Wat wordt gevraagd
In wiens opdracht heeft Pro Facto volgens het tekstfragment over de crisiswetgeving het onderzoek uitgevoerd?

In opdracht van het WODC heeft Pro Facto in kaart gebracht of het mogelijk en wenselijk is om voorzieningen uit de tijdelijke crisiswetgeving om te zetten in permanente regelingen. Ons onderzoeksrapport vindt u hier.

Alleen in noodsituaties

Uit het onderzoek volgt dat niet voor alle crisisvoorzieningen zonder meer draagvlak lijkt te bestaan voor een permanente wettelijke basis. Dat geldt bijvoorbeeld voor de tijdelijke mogelijkheid om bij vreemdelingenzaken in hoger beroep de indiener van een beroepschrift dat geen grieven bevat in de gelegenheid te stellen om dit verzuim te herstellen. Een aantal voorzieningen zijn gedurende de coronacrisis van meerwaarde geweest om de rechtsgang doorgang te laten vinden. Bij verschillende voorzieningen is de eindconclusie echter dat de reguliere werkwijze zodanig veel meer voordelen biedt dat de crisiswetgeving volgens betrokkenen niet het nieuwe normaal zou moeten worden. Dat geldt voor de mogelijkheid tot het verlijden van akten op afstand, de coronabetekening en de verlengingsmogelijkheid voor de uitvoeringstermijn van taakstraffen. Deze voorzieningen kunnen bij een volgende noodsituatie wel van meerwaarde zijn. Hierin kan worden voorzien door bij een volgende crisis snel tijdelijke wetgeving in te voeren. Ook is het mogelijk om (per voorziening) een permanente regeling te treffen voor noodsituaties. Indien voor de laatste optie wordt gekozen is een aandachtspunt wat precies onder ‘noodsituatie’ moet worden verstaan.

Breed draagvlak voor mondelinge digitale behandeling

Voor wat betreft de mogelijkheid tot mondelinge digitale behandeling in (tucht)rechtelijke procedures en penitentiaire beklag- en beroepsprocedures laat het onderzoek zien dat er draagvlak bestaat om hiervoor een permanente regeling te treffen. Uit het onderzoek volgen daarbij verschillende randvoorwaarden en aandachtspunten omtrent het houden van hybride/digitale zittingen. Zo moet onder meer goed worden nagedacht op welke manier (al dan niet aan de hand van wet- en regelgeving) aspecten zoals het contact tussen de rechtzoekende en rechter (en andere procesdeelnemers), contact tussen rechtzoekende en advocaat en de openbaarheid/beslotenheid van de zitting het beste zijn te waarborgen. Los van deze aspecten volgt uit het onderzoek dat niet elke zaak geschikt is voor behandeling tijdens een hybride/digitale zitting. In de (rechts)praktijk zal (eventueel aan de hand van richtlijnen) nader moeten worden uitgekristalliseerd welke gevallen/zaken zich wel en niet lenen voor een mondelinge digitale behandeling.

Ingevoerde gegevens
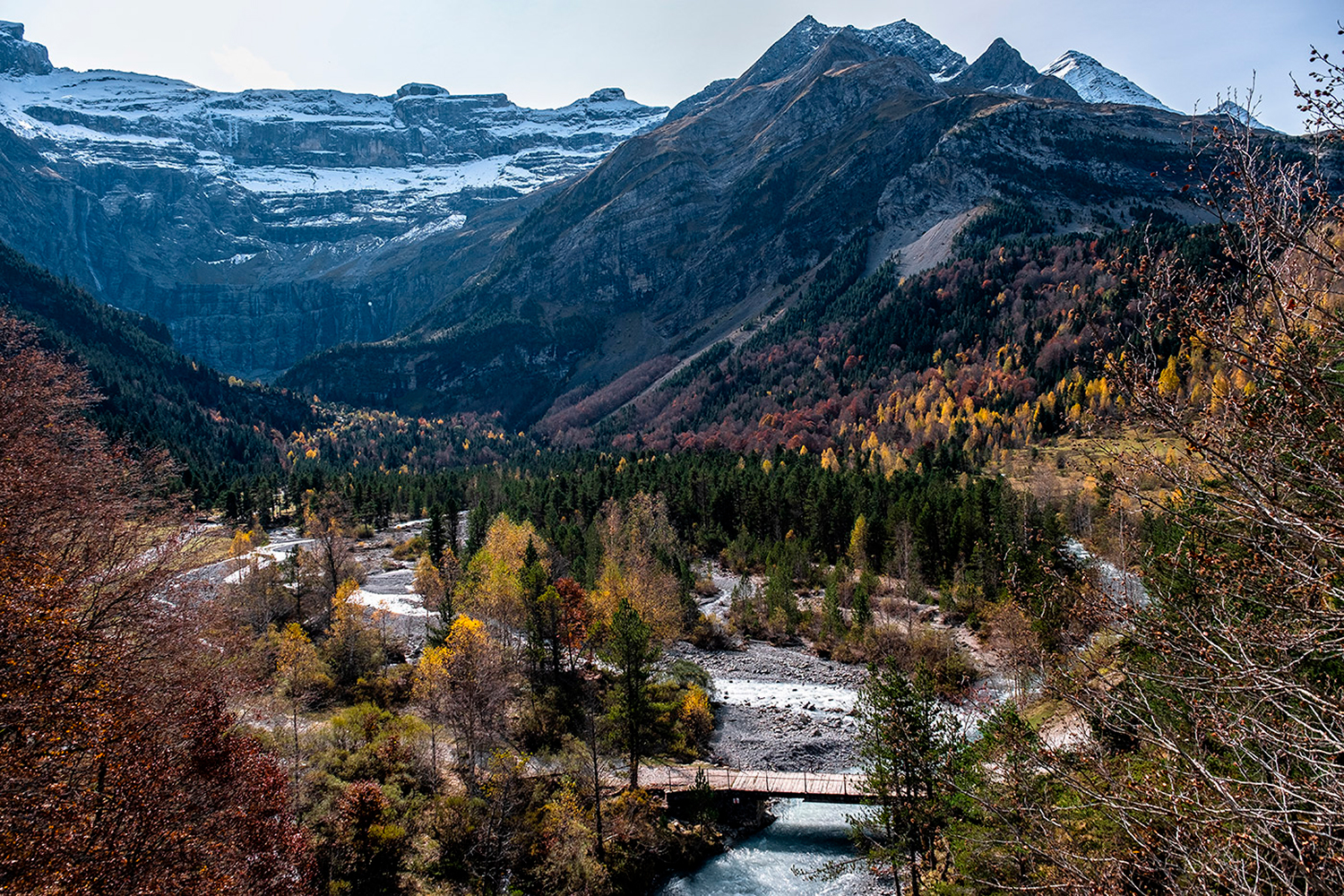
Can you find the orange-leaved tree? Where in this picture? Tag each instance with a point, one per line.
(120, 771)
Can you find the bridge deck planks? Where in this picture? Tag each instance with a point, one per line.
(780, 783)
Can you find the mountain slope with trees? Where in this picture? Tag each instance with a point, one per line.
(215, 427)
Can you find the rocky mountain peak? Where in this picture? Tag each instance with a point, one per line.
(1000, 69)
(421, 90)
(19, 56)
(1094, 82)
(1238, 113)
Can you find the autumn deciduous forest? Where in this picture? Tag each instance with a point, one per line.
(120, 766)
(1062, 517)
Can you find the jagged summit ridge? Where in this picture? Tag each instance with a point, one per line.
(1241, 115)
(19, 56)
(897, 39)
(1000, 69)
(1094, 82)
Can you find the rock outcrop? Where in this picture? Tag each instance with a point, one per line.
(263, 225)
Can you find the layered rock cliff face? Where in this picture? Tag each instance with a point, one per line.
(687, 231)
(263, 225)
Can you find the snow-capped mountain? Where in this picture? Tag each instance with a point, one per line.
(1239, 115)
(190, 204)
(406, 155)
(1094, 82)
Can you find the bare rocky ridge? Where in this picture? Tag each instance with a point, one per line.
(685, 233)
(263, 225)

Uitkomst opdracht
In opdracht van het WODC.